**WHAT TO PRODUCE**
Where a record contains a picture, omit the picture and repeat the rest exactly.

──────────────────────────────

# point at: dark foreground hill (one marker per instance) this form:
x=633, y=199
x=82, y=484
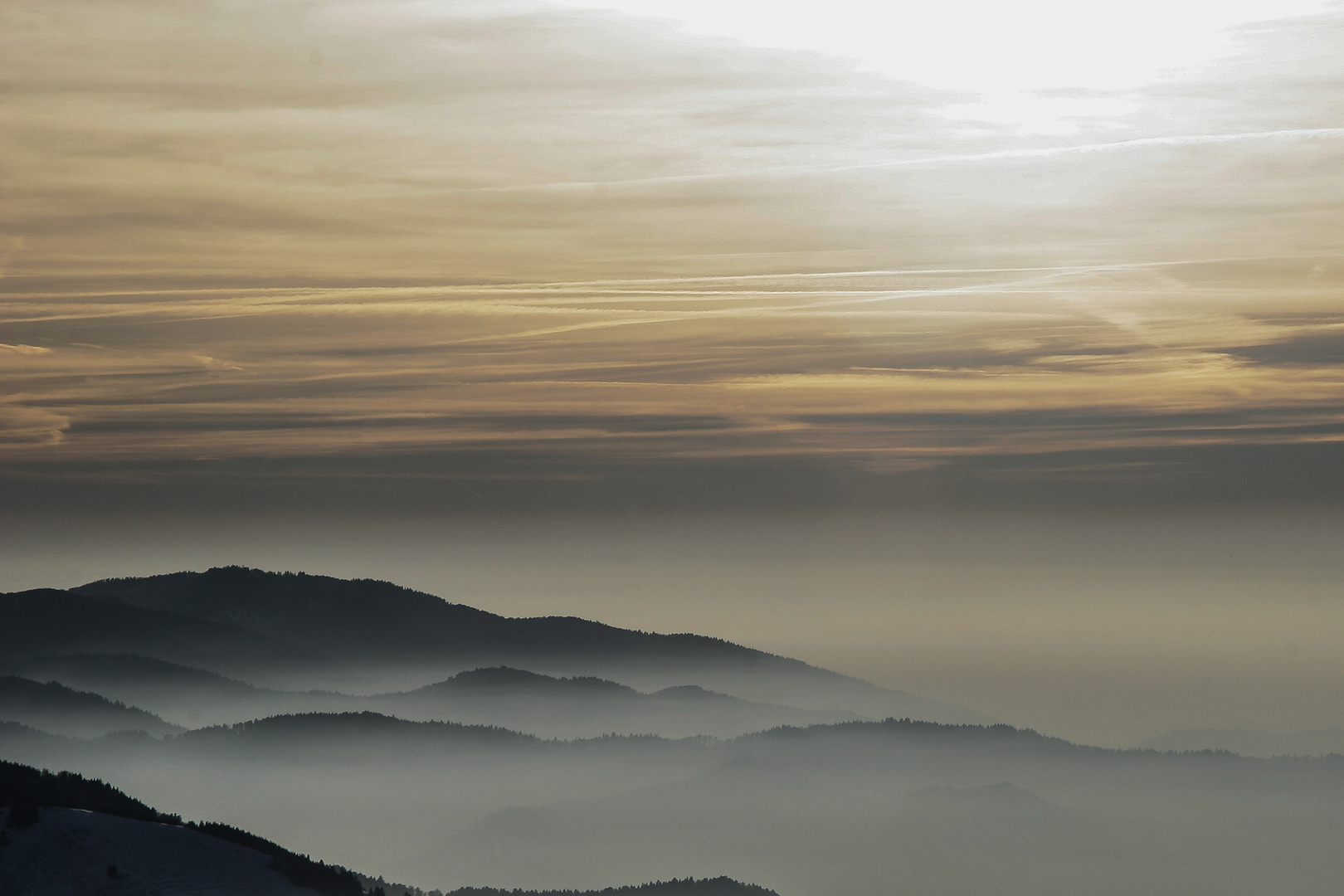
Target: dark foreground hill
x=71, y=835
x=385, y=629
x=63, y=833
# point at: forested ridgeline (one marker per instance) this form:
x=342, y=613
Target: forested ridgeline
x=689, y=887
x=24, y=790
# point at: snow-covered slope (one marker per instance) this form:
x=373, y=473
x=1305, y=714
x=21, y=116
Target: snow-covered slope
x=67, y=852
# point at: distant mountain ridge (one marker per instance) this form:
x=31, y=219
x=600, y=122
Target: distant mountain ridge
x=58, y=709
x=300, y=631
x=46, y=621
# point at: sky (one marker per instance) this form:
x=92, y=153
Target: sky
x=378, y=266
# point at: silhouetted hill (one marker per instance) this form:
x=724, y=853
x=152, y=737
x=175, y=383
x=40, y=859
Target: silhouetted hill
x=519, y=681
x=378, y=620
x=581, y=707
x=71, y=835
x=58, y=709
x=45, y=621
x=704, y=887
x=346, y=733
x=127, y=670
x=183, y=694
x=382, y=625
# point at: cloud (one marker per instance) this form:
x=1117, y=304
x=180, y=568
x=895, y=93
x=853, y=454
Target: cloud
x=546, y=245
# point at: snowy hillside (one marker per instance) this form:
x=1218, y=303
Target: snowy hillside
x=71, y=852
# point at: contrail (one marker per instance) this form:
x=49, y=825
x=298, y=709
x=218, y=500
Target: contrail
x=999, y=155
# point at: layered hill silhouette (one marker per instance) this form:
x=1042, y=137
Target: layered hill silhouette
x=46, y=622
x=58, y=709
x=304, y=631
x=65, y=833
x=582, y=707
x=546, y=705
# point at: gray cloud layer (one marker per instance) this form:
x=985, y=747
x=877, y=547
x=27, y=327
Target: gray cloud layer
x=312, y=242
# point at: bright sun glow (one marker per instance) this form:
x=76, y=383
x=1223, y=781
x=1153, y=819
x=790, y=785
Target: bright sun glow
x=1003, y=51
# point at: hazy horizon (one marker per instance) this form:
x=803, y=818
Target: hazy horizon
x=986, y=353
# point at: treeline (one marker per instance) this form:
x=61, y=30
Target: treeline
x=23, y=790
x=689, y=887
x=24, y=787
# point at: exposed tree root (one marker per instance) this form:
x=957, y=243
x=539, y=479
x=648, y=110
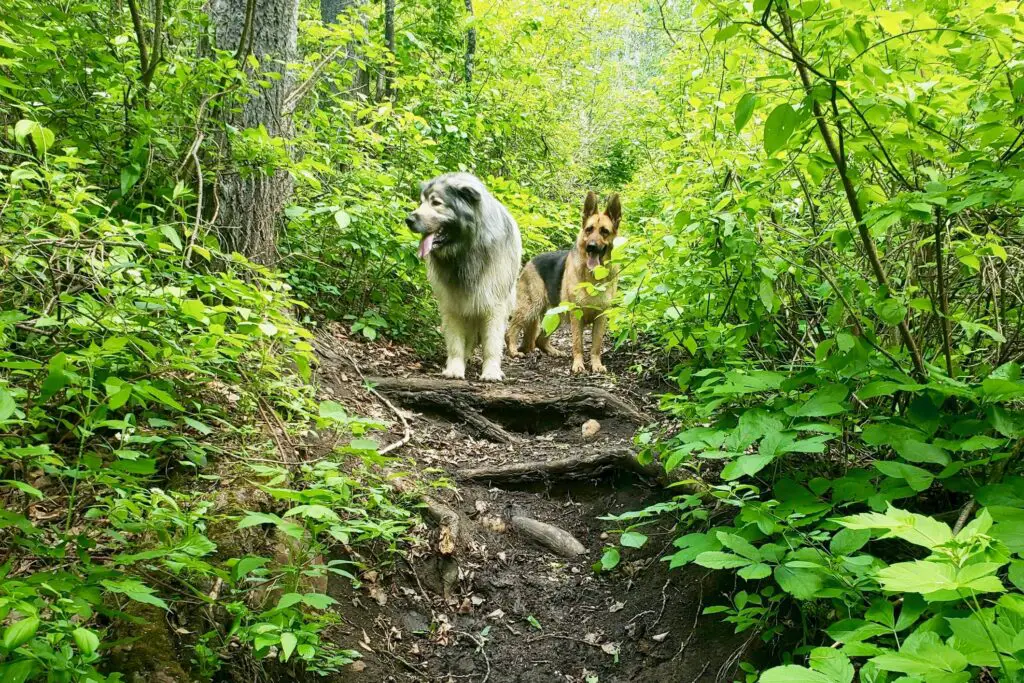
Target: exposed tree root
x=574, y=467
x=556, y=540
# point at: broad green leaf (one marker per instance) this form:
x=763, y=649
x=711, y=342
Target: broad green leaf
x=7, y=404
x=793, y=674
x=20, y=632
x=915, y=477
x=247, y=564
x=288, y=643
x=744, y=110
x=632, y=540
x=849, y=541
x=86, y=640
x=912, y=527
x=778, y=127
x=719, y=560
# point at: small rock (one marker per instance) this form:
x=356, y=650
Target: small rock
x=414, y=622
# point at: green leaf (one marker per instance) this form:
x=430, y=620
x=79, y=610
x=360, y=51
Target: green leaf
x=7, y=404
x=778, y=127
x=129, y=176
x=19, y=633
x=915, y=477
x=86, y=640
x=744, y=110
x=918, y=452
x=171, y=235
x=833, y=664
x=719, y=560
x=246, y=565
x=793, y=674
x=801, y=583
x=726, y=33
x=288, y=643
x=918, y=577
x=318, y=600
x=609, y=559
x=912, y=527
x=25, y=487
x=890, y=311
x=632, y=540
x=849, y=541
x=332, y=410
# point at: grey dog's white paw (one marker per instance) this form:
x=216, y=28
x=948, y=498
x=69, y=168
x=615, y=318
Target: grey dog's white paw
x=492, y=375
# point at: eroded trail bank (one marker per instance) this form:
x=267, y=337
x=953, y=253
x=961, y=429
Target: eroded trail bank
x=502, y=593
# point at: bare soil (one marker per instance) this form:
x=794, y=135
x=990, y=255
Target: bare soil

──────────────────────────────

**RESPONSE TO THE EXERCISE**
# point at: dark foreground hill (one marker per instance) this form:
x=633, y=199
x=82, y=484
Target: dark foreground hill
x=71, y=835
x=385, y=629
x=63, y=833
# point at: forested ridgeline (one marker per instance) this form:
x=342, y=613
Target: forested ridgeline
x=689, y=887
x=24, y=790
# point at: snow-covered slope (one marker per instance) this form:
x=373, y=473
x=1305, y=714
x=21, y=116
Target: snow-covered slope
x=67, y=852
# point at: distant mountain ridge (one marker per instance) this form:
x=31, y=219
x=600, y=122
Target: distant mountain ridge
x=58, y=709
x=300, y=631
x=46, y=621
# point at: sky (one marker per instance) this form:
x=92, y=153
Target: sky
x=378, y=266
# point at: silhouetted hill (one marker per instance) this form:
x=724, y=853
x=152, y=737
x=175, y=383
x=40, y=859
Target: silhouetted hill
x=519, y=681
x=378, y=620
x=581, y=707
x=71, y=835
x=58, y=709
x=45, y=621
x=704, y=887
x=346, y=733
x=127, y=670
x=183, y=694
x=382, y=625
# point at: cloud (one marker per instance) this form:
x=1117, y=304
x=180, y=568
x=895, y=93
x=853, y=454
Target: cloud
x=546, y=245
# point at: snowy hillside (one marker per instance) this form:
x=1218, y=303
Target: snowy hillside
x=71, y=852
# point at: contrail (one marker per instance) this form:
x=49, y=825
x=298, y=709
x=218, y=500
Target: contrail
x=999, y=155
# point at: layered hill silhouette (one marker per instance) this form:
x=1042, y=137
Target: layered hill silhouette
x=46, y=622
x=58, y=709
x=304, y=631
x=65, y=833
x=582, y=707
x=546, y=705
# point at: gray cloud layer (one marker per instance) this form:
x=985, y=747
x=877, y=547
x=27, y=327
Target: gray cloud layer
x=312, y=242
# point at: bright sun glow (one marker per instance) this form:
x=76, y=383
x=1223, y=781
x=1153, y=819
x=790, y=785
Target: bright sun glow
x=1003, y=51
# point at: hazy horizon (one marker per instance) this form:
x=803, y=818
Target: hazy horizon
x=986, y=353
# point at: treeline (one marker per instance) this form:
x=61, y=30
Target: treeline
x=23, y=790
x=689, y=887
x=24, y=787
# point at: exposed tree root (one marker per instance) this form:
x=957, y=243
x=539, y=479
x=648, y=110
Target: exposed tree root
x=574, y=467
x=556, y=540
# point at: broad green leaf (one marker per instance) this form:
x=763, y=649
x=711, y=342
Target: broad green leaf
x=7, y=404
x=793, y=674
x=20, y=632
x=915, y=477
x=247, y=564
x=288, y=643
x=744, y=110
x=632, y=540
x=849, y=541
x=86, y=640
x=912, y=527
x=778, y=127
x=719, y=560
# point at: small rock (one marker per instance) this form:
x=356, y=650
Target: small rock
x=414, y=622
# point at: green leaf (one marker per instance) this form:
x=430, y=620
x=79, y=610
x=360, y=51
Target: green leaf
x=7, y=404
x=778, y=127
x=129, y=176
x=19, y=633
x=915, y=477
x=86, y=640
x=744, y=110
x=918, y=452
x=171, y=235
x=833, y=664
x=719, y=560
x=246, y=565
x=793, y=674
x=801, y=583
x=726, y=33
x=288, y=643
x=918, y=577
x=318, y=600
x=609, y=559
x=912, y=527
x=25, y=487
x=890, y=311
x=632, y=540
x=849, y=541
x=332, y=410
# point at: grey dog's white paw (one marker per instance) this form:
x=216, y=28
x=948, y=498
x=69, y=168
x=615, y=318
Target: grey dog's white paw
x=492, y=375
# point at: eroded trail bank (one marker per instance) this form:
x=267, y=337
x=953, y=253
x=961, y=429
Target: eroded trail bank
x=502, y=593
# point at: bare soil (one marker per instance) this form:
x=794, y=135
x=990, y=255
Target: bare soil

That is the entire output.